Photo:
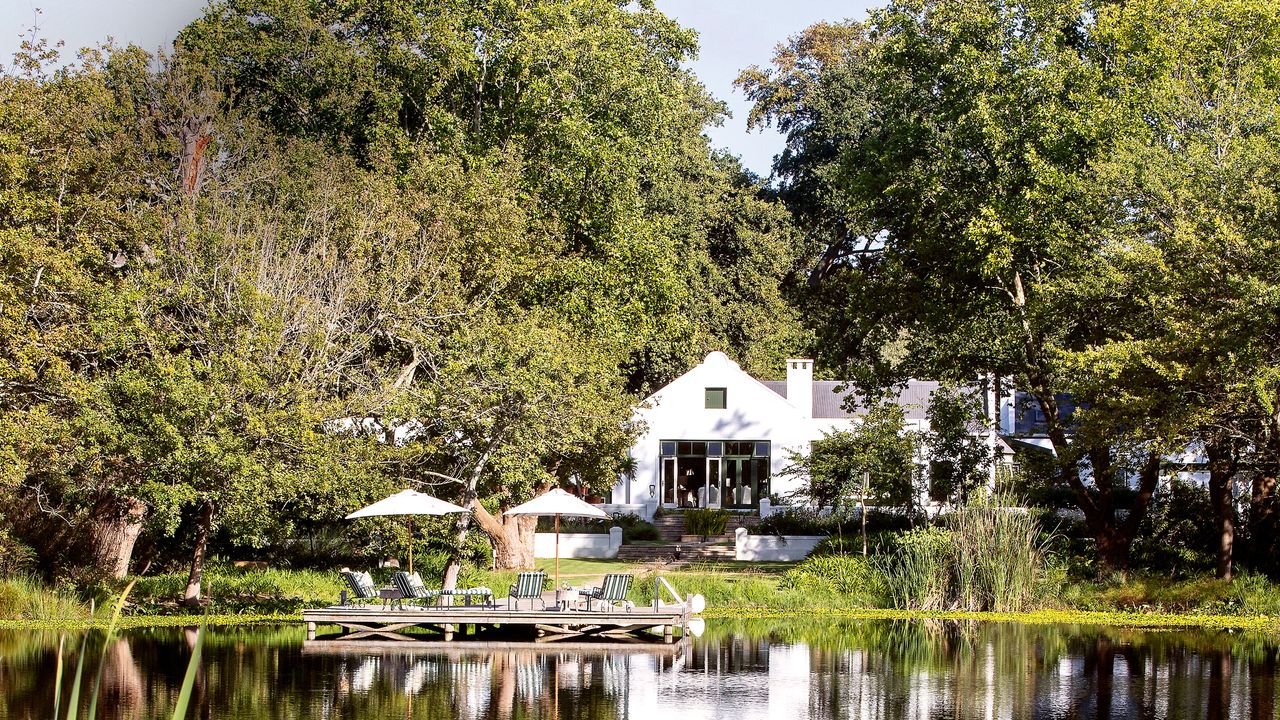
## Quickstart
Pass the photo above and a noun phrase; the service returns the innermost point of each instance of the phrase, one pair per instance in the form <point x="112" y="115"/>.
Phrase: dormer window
<point x="716" y="399"/>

WORK INSTRUCTIONS
Would you copy exactly the lines from the one that contains "Pass the photo" through the final line of the records above, including both?

WRITTEN ANSWER
Pass the photo above and a noun phrase; the service returns the innermost point of each instance of the phrase, one pair per instance in the form <point x="112" y="115"/>.
Phrase: dormer window
<point x="716" y="399"/>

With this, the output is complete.